══ DATA PROVIDED ══

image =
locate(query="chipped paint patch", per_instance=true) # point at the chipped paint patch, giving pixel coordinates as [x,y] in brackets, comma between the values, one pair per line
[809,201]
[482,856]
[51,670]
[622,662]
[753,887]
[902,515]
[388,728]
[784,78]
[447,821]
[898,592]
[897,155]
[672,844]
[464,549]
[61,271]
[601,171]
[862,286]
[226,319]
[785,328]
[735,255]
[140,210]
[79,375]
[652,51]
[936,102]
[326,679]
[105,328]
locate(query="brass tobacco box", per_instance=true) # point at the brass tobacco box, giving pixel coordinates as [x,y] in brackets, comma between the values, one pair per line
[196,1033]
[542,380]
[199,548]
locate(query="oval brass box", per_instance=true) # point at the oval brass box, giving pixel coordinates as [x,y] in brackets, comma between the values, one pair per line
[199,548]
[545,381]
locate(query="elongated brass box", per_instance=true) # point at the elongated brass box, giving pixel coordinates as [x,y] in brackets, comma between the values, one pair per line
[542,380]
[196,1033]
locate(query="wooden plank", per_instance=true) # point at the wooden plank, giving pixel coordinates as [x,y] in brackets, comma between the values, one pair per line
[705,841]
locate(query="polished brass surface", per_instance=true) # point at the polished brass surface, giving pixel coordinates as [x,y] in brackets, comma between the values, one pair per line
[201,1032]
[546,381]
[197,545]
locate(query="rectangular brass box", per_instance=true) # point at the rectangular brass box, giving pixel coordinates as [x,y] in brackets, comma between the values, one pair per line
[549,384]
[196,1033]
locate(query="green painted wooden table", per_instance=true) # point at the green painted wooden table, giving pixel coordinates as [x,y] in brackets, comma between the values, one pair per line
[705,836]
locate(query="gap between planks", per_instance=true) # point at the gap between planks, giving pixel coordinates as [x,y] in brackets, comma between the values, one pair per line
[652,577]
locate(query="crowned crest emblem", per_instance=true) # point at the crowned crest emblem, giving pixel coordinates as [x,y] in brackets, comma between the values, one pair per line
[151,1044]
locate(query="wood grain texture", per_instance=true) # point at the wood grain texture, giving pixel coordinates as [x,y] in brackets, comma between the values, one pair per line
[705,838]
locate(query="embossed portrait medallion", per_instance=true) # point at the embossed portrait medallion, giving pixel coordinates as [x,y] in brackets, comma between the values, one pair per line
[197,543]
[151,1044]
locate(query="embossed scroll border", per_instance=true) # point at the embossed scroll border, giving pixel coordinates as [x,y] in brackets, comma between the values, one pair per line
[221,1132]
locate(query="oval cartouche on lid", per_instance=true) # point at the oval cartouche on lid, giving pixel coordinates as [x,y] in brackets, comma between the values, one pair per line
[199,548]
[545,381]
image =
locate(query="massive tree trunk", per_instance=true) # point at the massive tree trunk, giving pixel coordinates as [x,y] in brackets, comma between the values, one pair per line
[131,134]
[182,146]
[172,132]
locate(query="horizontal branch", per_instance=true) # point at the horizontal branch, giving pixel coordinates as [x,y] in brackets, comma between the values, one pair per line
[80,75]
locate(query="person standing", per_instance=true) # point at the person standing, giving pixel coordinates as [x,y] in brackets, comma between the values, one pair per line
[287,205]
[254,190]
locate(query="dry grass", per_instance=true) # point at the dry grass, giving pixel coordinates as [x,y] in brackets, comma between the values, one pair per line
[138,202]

═══
══ DATA PROVIDED ══

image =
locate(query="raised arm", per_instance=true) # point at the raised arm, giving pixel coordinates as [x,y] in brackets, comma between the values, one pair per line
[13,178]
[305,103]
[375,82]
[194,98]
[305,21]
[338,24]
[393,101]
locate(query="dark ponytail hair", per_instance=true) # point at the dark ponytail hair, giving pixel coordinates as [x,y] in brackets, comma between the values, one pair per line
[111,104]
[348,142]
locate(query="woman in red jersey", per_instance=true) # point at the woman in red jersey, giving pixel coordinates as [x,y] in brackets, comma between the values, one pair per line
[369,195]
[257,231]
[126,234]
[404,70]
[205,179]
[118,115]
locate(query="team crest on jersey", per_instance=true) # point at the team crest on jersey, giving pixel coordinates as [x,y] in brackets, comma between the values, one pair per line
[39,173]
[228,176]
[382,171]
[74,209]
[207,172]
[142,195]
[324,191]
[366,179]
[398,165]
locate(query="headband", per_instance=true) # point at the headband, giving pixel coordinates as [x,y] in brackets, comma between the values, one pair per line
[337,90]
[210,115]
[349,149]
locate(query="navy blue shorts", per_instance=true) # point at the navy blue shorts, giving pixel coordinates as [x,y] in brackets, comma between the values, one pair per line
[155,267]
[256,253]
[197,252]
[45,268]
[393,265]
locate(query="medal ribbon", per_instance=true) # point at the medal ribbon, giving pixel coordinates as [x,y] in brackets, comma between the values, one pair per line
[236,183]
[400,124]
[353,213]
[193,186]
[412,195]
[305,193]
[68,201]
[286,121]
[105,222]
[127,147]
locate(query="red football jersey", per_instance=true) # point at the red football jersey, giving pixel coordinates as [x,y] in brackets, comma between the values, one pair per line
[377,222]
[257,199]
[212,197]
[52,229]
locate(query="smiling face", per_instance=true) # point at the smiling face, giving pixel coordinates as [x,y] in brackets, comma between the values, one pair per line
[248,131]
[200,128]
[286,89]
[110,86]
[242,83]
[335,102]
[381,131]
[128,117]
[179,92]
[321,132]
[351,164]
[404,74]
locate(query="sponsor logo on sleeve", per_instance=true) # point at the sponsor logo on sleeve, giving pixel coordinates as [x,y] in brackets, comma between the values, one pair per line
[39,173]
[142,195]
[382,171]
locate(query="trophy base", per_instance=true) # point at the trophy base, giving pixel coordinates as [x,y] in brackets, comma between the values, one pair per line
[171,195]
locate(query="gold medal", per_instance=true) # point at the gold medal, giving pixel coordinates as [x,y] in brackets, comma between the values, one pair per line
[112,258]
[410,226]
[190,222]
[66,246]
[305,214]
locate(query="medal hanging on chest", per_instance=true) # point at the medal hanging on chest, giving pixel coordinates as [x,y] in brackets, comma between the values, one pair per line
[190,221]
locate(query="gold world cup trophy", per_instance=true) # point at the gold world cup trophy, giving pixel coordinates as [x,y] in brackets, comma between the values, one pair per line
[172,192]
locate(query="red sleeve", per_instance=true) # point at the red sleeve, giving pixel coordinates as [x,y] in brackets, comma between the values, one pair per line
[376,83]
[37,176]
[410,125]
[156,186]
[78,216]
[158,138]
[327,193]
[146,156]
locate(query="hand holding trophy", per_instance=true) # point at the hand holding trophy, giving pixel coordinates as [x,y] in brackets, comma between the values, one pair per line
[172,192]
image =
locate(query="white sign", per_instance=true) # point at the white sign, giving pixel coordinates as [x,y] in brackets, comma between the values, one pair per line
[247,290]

═══

Count the lines in the items above that contain the word "sleeve", treating uppercase and lowercase as different, and give only the number.

◆ EXERCISE OUTPUT
2